● Exercise details: Give an exact copy of the data that follows.

Extracted records
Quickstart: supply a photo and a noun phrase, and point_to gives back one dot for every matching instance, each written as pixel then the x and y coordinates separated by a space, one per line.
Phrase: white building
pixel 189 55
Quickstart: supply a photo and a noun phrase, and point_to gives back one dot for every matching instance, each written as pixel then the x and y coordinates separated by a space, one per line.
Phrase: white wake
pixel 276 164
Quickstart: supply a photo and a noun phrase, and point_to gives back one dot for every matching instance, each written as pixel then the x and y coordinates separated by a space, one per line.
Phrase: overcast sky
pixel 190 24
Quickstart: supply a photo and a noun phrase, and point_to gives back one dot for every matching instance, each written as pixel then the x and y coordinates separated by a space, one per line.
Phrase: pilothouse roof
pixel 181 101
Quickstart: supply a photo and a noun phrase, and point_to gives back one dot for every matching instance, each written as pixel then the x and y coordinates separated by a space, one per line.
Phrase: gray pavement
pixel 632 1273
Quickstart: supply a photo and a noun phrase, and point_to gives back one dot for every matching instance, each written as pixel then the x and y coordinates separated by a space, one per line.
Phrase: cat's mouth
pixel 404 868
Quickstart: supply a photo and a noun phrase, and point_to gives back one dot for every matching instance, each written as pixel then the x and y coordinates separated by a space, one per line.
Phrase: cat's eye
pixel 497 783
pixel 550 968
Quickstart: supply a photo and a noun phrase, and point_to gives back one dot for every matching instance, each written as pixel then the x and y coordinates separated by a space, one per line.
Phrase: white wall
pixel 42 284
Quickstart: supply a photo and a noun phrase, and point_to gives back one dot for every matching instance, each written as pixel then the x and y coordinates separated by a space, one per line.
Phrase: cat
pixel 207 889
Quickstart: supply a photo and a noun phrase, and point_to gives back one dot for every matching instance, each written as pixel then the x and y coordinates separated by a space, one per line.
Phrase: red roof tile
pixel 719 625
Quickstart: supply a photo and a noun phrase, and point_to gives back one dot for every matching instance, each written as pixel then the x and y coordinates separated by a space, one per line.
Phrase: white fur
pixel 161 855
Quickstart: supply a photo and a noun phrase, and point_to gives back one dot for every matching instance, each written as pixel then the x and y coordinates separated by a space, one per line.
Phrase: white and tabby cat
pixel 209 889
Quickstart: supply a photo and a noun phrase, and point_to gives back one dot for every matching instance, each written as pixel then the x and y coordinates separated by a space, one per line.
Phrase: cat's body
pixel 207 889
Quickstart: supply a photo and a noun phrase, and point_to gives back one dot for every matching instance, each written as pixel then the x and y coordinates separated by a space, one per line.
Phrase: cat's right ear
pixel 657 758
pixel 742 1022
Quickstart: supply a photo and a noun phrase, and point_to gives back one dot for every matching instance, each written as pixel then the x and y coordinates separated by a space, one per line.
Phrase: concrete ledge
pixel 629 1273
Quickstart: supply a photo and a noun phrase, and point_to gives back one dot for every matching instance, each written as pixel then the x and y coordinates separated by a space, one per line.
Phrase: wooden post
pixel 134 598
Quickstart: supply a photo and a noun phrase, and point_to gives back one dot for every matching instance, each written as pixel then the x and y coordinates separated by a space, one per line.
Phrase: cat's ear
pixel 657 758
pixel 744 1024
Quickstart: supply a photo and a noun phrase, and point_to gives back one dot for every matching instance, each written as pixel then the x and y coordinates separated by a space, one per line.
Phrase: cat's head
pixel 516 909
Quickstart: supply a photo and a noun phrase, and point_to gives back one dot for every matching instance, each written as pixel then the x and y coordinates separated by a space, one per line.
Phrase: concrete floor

● Answer for the task:
Quickstart: supply a photo and a noun phrase, and point_to gives back one dot for every matching instance, each written as pixel then the x and y coordinates separated by a space, one per line.
Phrase: white building
pixel 189 55
Quickstart: supply a photo and a noun phrase, and point_to gives back one dot for every matching instance, each written as pixel then the x and y coordinates separated by a space, one per line.
Phrase: white wake
pixel 276 164
Quickstart: supply a photo and a noun phrase, and point_to gives back one dot for every matching instance, each written as pixel then the x and y coordinates separated by a space, one per line.
Phrase: overcast sky
pixel 190 24
Quickstart: supply a photo and a noun phrase, and point_to gives back one dot for every matching instance, each written as pixel then the x and y coordinates separated by a space, one per line.
Phrase: pilothouse roof
pixel 181 101
Quickstart: supply a photo and a noun phrase, and point_to gives back one dot for every matching instance, each written as pixel then the x and y coordinates separated by a space, one per line.
Phrase: gray pavement
pixel 632 1273
Quickstart: supply a photo and a noun phrase, and point_to gives back one dot for every matching instance, each written as pixel then the x and y coordinates separated by a space, one per line.
Phrase: cat's mouth
pixel 404 868
Quickstart: supply a photo and a noun phrase, and point_to gives back one dot for every matching instance, each written as pixel then the x and y coordinates separated by a space, one per line.
Phrase: cat's eye
pixel 497 783
pixel 550 968
Quickstart: supply a photo and a noun phrase, and point_to gives back one dot for every matching instance, each written as pixel then the x and y coordinates separated by a space, one per line.
Phrase: white wall
pixel 42 284
Quickstart: supply a photo and a noun phrase, and point_to gives back one dot for every matching instance, each written as pixel then the x and y coordinates separated by a space, one per line.
Phrase: cat
pixel 207 889
Quickstart: supply a photo and a noun phrase, and point_to gives back one dot for every matching instance, each written as pixel then the x and y coordinates separated by a space, one per line.
Phrase: red roof tile
pixel 719 625
Quickstart: supply a photo and a noun phrase, and point_to gives back one dot for every matching instance, each written as pixel then the x and y coordinates separated by a space, one per line.
Phrase: white fur
pixel 161 855
Quickstart: supply a photo and a noun phrase, and point_to gives back one dot for every matching instance, each written as pixel then the x and y coordinates separated by a space, one per line.
Phrase: white and tabby cat
pixel 209 889
Quickstart: supply a photo and a noun phrase, and point_to gives back one dot for every matching instance, each written as pixel then the x and y coordinates separated by a space, one per line.
Phrase: cat's body
pixel 207 889
Quickstart: supply a photo and a noun phrase, and point_to gives back one dot for every matching instance, each written as pixel then the x and y coordinates separated by a space, one per line.
Phrase: cat's right ear
pixel 657 758
pixel 742 1022
Quickstart: supply a photo and a noun phrase, and point_to gives back one dot for every matching instance, each written as pixel then the x and y coordinates separated by a space, one per line.
Phrase: concrete ledge
pixel 629 1273
Quickstart: supply a photo and a noun phrase, and point_to gives back one dot for every matching instance, each written as pixel then the x and y coordinates separated by a space, one per line.
Phrase: wooden post
pixel 134 598
Quickstart: supply a photo and a noun phrase, and point_to gives back one dot for every matching instance, each written as pixel then the x and y coordinates separated by a space, one per line.
Phrase: cat's ear
pixel 657 758
pixel 744 1024
Quickstart: supply a photo and a noun phrase, and point_to gives back one dot for every matching instance, each written as pixel then the x and y coordinates separated by a space, one per line.
Phrase: cat's head
pixel 516 909
Quickstart: supply a photo and a noun phrase, and point_to gives back one dot for every matching instance, each written as pixel then the x and y coordinates separated by a space, one per line.
Phrase: concrete floor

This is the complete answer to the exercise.